BEGIN
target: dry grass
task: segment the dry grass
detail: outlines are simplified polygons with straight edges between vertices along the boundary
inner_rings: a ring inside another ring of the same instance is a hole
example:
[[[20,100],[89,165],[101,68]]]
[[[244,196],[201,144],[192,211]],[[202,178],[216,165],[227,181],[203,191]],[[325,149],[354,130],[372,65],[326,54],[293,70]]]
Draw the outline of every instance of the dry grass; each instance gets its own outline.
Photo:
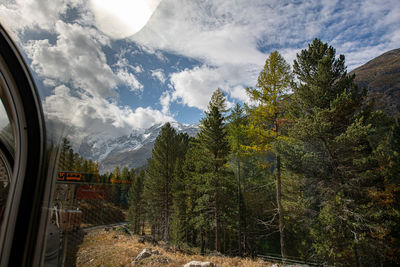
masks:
END
# Work instructions
From the line containing "Draw the outline" through the final line of the records, write out each line exactly, and include no pictures.

# Exercise solution
Draw the outline of every instance of the dry grass; each instance gets its own outline.
Photo:
masks:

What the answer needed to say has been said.